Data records
• • •

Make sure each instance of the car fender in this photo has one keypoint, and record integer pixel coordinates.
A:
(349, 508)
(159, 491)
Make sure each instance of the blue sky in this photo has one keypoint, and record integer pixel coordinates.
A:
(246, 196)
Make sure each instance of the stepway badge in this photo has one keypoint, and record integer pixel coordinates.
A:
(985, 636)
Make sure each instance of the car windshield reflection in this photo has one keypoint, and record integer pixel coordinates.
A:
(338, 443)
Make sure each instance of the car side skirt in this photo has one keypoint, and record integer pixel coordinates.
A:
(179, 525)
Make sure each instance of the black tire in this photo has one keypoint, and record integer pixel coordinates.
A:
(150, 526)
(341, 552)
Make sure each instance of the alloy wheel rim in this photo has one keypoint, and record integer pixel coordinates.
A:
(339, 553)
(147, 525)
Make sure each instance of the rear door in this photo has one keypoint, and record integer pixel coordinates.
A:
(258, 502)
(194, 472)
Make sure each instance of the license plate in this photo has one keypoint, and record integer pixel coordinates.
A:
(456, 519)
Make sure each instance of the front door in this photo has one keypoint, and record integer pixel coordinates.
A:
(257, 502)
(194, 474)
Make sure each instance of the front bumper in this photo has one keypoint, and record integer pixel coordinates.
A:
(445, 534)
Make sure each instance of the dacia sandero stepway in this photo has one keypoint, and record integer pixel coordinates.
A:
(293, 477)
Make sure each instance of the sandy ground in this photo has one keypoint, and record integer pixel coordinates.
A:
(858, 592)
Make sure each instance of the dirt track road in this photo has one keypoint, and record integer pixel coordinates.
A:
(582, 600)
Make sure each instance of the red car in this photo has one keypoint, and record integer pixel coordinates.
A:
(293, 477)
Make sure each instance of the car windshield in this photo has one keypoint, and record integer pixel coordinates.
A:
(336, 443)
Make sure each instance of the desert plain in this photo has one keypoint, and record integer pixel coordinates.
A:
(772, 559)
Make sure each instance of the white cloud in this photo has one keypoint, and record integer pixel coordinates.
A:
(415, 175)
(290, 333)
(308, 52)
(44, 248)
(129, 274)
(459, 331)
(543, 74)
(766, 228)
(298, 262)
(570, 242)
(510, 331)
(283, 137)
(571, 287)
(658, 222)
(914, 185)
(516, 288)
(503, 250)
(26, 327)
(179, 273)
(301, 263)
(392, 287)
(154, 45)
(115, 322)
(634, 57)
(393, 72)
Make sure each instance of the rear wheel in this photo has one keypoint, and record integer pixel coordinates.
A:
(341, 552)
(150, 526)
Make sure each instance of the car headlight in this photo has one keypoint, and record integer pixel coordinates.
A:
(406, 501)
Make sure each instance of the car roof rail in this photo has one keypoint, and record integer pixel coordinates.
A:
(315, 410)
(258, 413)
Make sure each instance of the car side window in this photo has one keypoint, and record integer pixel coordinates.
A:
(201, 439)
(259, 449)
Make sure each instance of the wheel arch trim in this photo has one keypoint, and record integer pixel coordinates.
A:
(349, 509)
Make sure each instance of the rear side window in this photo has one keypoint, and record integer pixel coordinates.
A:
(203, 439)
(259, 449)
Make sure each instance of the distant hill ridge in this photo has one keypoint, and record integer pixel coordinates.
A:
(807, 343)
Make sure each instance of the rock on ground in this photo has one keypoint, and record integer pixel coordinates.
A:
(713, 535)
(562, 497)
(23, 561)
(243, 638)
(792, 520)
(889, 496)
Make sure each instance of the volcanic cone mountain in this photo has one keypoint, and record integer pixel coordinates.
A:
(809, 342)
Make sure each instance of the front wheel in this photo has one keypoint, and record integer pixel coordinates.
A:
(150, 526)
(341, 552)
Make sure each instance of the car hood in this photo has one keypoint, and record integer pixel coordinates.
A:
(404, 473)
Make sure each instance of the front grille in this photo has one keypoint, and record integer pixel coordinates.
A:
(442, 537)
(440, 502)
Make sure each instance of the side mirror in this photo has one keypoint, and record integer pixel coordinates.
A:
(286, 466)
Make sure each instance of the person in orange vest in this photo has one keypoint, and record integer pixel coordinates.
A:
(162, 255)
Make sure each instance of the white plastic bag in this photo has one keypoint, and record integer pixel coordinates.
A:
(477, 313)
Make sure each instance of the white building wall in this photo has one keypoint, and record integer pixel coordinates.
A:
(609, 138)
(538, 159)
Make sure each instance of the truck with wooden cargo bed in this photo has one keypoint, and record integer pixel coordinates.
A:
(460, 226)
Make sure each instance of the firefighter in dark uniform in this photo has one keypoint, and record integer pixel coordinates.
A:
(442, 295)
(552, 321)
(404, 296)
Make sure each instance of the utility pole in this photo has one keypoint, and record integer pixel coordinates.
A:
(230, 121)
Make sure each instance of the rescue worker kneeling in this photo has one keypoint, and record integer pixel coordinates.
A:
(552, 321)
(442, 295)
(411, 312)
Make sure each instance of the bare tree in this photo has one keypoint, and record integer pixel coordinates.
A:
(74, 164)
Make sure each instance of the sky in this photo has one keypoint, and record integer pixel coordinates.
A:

• • •

• [DIRECTIONS]: Switch every "keypoint" in the lines above to "marker point" and write all the lines out again, with nothing else changed.

• [WRITTEN REPLY]:
Make sure each instance of the car fender in this photo has one marker point, and record integer pixel coordinates.
A:
(349, 508)
(159, 491)
Make sure each instance of the blue sky in this photo has one marker point, and record integer pixel coordinates.
A:
(246, 196)
Make sure each instance of the stepway badge in this photo has one marker point, and record integer pixel coordinates.
A:
(985, 636)
Make sure each instance of the car windshield reflection in this photo has one marker point, and record integer pixel coordinates.
A:
(338, 443)
Make sure each instance of the car side skirt in this photo has one marker point, and record integer pixel coordinates.
A:
(179, 525)
Make sure each instance of the black tire in this photo has one marker point, and record integer pixel coordinates.
A:
(150, 526)
(341, 552)
Make sure each instance of the alloy wheel rim in this photo has one marker point, and record integer pixel coordinates.
A:
(339, 553)
(147, 525)
Make sure each instance of the rear door in this photo has one marker point, and record integer pixel coordinates.
A:
(258, 502)
(194, 472)
Make sure each instance of the license plate in this photo has one marker point, and record integer pixel coordinates.
A:
(456, 519)
Make sure each instance of the front door in this photo has one marker point, and record integer pixel coordinates.
A:
(257, 502)
(194, 474)
Make sure each instance of the front bumper in this photo has one marker point, and record integer pixel coordinates.
A:
(445, 534)
Make sure each instance of the dacia sandero stepway in this photo has one marker point, and record integer pixel coordinates.
A:
(293, 477)
Make sure each instance of the sandy ground in this photo has one marker point, and record integer pixel coordinates.
A:
(858, 592)
Make sure each instance of the dirt track road in this photo has one marker point, and record integer pixel coordinates.
A:
(582, 600)
Make sure each instance of the red car in this photo has one marker point, and record integer pixel coordinates.
A:
(293, 477)
Make sure each instance of the car windshield in this photo has one marker point, and record integer pixel coordinates.
A:
(336, 443)
Make sure each instance of the desert plain in this photo has one marker point, and record integer pixel coordinates.
A:
(772, 559)
Make sure each instance of the white cloud in this photo has one marker point, and record integer pixel coordinates.
A:
(415, 175)
(290, 333)
(308, 52)
(44, 248)
(129, 274)
(459, 331)
(543, 74)
(766, 228)
(298, 262)
(570, 242)
(510, 331)
(283, 137)
(571, 287)
(658, 222)
(914, 185)
(516, 288)
(503, 250)
(26, 327)
(179, 273)
(301, 263)
(392, 287)
(154, 45)
(115, 322)
(634, 57)
(393, 72)
Make sure each instance of the rear wheel in this photo has one marker point, and record integer pixel coordinates.
A:
(341, 552)
(150, 526)
Make sure each instance of the car headlight in this photo has one marker point, and record integer pixel coordinates.
A:
(406, 501)
Make sure each instance of the car roof rail in this photo has one marker point, and record integer pixel coordinates.
A:
(315, 410)
(258, 413)
Make sure each instance of the car side window in this photo has one marker point, and record integer pixel coordinates.
A:
(201, 439)
(259, 449)
Make sure each instance of the wheel arch trim in this photo has one marker point, and record integer pixel coordinates.
A:
(349, 509)
Make sure each instance of the rear side window in this photo has one marker point, and record integer pixel coordinates.
A:
(203, 439)
(259, 449)
Make sure each instance of the distant hill ridge in this photo has one marker point, and record integer pixel coordinates.
A:
(807, 343)
Make sure each instance of the rock on ground in this photo has one marker point, and record integer pixel coordinates.
A:
(713, 535)
(562, 497)
(23, 561)
(243, 638)
(792, 520)
(889, 496)
Make sure each instance of the volcanic cone mountain in this photo has one marker point, and record integer pixel coordinates.
A:
(809, 342)
Make sure each instance of the front wheel in this photo has one marker point, and record integer pixel coordinates.
A:
(150, 526)
(341, 552)
Make sure each instance of the car hood in this photo has one marker point, and record integer pixel coordinates.
A:
(404, 473)
Make sure each instance of the front grille in this photo has one marker point, and record integer pixel coordinates.
A:
(442, 537)
(440, 502)
Make sure each instance of the side mirror in this photo has one marker point, and record integer pixel coordinates.
A:
(286, 466)
Make sure each instance of the person in orange vest in this photo has one marker point, and record integer pixel coordinates.
A:
(162, 255)
Make sure each instance of the white plastic bag in this photo has one marker point, and record integer pixel coordinates.
A:
(477, 313)
Make sure each instance of the white building wall in this photo has one marker point, and record integer pixel coordinates.
A:
(609, 138)
(538, 159)
Make sure each instance of the truck with wooden cargo bed in this photo has one marker point, and record integer pixel coordinates.
A:
(460, 226)
Make sure each instance of the firefighter in dark uniform in this photo has one marker point, and record integer pixel coordinates.
A:
(442, 295)
(552, 321)
(404, 296)
Make sure each instance of the utility pole in this photo has one marker point, and record integer pixel coordinates.
A:
(230, 121)
Make sure each instance of the rescue worker kneeling in this photo has one marker point, and record integer pixel coordinates.
A:
(552, 321)
(442, 295)
(411, 312)
Make sure each instance of the bare tree in this photo has one marker point, and record integer pixel coordinates.
A:
(74, 164)
Make sure each instance of the sky in this photo has one marker point, and record integer pixel coordinates.
A:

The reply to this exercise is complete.